§ WORK ORDER A
Rewrite the paragraph of the EMA-program text that begins "Vulnerable young women face overlapping barriers" in fewer words, keeping its main facts.
§ WORK ORDER B
Answer these questions from the EMA-program text:
(i) In which country are the communities the program serves?
(ii) Besides financial literacy and business planning, what does the economic development component include?
(iii) In what role do some graduates stay with Pro-EMA?
§ WORK ORDER C
Return everything in the EMA-program text from "Where students go" down to "by their presence.", unchanged.

Start of PASSAGE FOR REVIEW

The EMA-program is the heart of what we do — but if you only see “vocational training,” you’ve missed three-quarters of it.
What the program actually is
The EMA-program is a structured pathway designed for adolescent girls and young women living in Timor-Leste’s most underdeveloped communities. It combines:
- Practical skills training in gastronomy, hospitality, and entrepreneurship
- Personal development: self-confidence, leadership, decision-making
- Educational support: literacy, numeracy, communication
- Social development: rights, health, citizenship
- Economic development: financial literacy, microcredit access, business planning
Why it works
Vulnerable young women face overlapping barriers — economic, educational, social, and often personal trauma. A program that addresses only one barrier leaves the others to undo the work. The EMA-program is built on the premise that you have to address all of them at once, with the same intensity, with the same staff, in the same community.
Where students go after
Graduates become chefs, hotel staff, entrepreneurs, mentors. Some go on to open small businesses through our microcredit program. Others stay with Pro-EMA as instructors. All of them go home to communities that are fundamentally changed by their presence.
This is what we mean when we say the program “changes communities.” We don’t graduate isolated success stories. We graduate young women who become anchors of change in the families and neighborhoods they return to.
That ripple effect is the real outcome. Everything else is just the path to it.

End of PASSAGE FOR REVIEW
Start of DATA FOR ANALYSIS

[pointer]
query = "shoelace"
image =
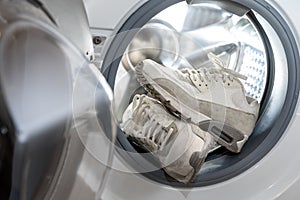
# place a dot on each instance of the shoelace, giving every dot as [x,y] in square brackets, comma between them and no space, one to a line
[152,130]
[202,75]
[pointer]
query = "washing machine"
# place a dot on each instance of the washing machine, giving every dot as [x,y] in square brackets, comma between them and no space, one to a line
[256,38]
[62,101]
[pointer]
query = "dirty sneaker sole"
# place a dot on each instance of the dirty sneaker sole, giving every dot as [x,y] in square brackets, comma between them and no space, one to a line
[224,134]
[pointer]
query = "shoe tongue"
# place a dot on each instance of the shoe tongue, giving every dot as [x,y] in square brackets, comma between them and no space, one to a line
[163,118]
[220,66]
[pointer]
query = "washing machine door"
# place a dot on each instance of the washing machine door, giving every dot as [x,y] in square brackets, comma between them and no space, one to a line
[56,125]
[170,32]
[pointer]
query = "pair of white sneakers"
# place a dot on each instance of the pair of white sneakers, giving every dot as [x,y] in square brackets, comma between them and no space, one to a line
[189,112]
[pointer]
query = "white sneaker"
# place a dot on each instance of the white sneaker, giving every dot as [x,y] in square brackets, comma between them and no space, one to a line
[210,98]
[180,147]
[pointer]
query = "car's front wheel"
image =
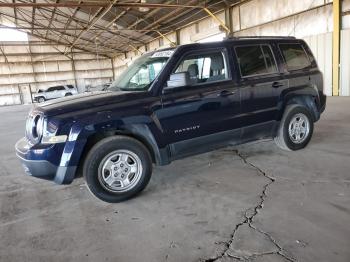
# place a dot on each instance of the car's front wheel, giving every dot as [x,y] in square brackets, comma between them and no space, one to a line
[117,168]
[41,99]
[296,128]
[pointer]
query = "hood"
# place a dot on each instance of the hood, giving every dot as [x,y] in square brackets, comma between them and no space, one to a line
[89,100]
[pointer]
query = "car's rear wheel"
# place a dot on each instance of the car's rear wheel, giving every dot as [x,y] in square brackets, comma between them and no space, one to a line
[117,168]
[296,128]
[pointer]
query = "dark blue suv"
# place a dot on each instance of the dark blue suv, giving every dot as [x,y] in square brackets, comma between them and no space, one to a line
[175,103]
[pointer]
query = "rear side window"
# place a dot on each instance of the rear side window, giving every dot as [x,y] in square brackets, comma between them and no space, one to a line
[294,56]
[255,60]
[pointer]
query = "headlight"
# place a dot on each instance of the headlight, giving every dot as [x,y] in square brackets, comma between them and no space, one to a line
[54,139]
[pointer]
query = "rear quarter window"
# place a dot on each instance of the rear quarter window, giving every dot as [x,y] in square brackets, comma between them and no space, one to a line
[255,60]
[294,56]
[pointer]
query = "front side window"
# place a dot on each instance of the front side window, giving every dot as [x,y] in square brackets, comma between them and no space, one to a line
[140,75]
[255,60]
[204,68]
[53,88]
[295,57]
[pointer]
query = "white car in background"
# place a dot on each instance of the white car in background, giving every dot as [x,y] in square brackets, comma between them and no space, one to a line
[54,92]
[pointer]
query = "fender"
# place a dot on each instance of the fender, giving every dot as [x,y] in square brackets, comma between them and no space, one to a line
[86,135]
[307,96]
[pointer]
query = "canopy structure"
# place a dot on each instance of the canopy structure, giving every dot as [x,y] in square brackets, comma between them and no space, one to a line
[113,27]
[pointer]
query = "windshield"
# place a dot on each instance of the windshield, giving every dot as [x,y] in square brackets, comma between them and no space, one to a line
[140,75]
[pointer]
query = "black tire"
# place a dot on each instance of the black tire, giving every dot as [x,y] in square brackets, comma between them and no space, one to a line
[92,167]
[283,138]
[41,99]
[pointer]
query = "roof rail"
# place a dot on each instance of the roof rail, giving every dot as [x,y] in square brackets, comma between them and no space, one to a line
[259,37]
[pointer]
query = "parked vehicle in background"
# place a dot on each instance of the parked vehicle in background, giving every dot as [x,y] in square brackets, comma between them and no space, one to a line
[54,92]
[174,103]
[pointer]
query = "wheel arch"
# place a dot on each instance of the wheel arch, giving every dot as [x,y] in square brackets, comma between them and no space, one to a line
[139,132]
[309,100]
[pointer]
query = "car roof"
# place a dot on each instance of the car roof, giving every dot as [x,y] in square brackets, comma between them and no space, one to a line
[239,39]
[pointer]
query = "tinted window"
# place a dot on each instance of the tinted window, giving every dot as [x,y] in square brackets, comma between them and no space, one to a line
[203,68]
[295,57]
[60,88]
[255,60]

End of DATA FOR ANALYSIS

§ EXERCISE OUTPUT A
Vulnerable young women face several overlapping barriers: economic, educational, social, and often personal trauma. If a program tackles only one, the others undo its work. The EMA-program therefore addresses all of them at once, with the same intensity, the same staff, and in the same community.

§ EXERCISE OUTPUT B
(i) Timor-Leste
(ii) Microcredit access
(iii) As instructors

§ EXERCISE OUTPUT C
Where students go after
Graduates become chefs, hotel staff, entrepreneurs, mentors. Some go on to open small businesses through our microcredit program. Others stay with Pro-EMA as instructors. All of them go home to communities that are fundamentally changed by their presence.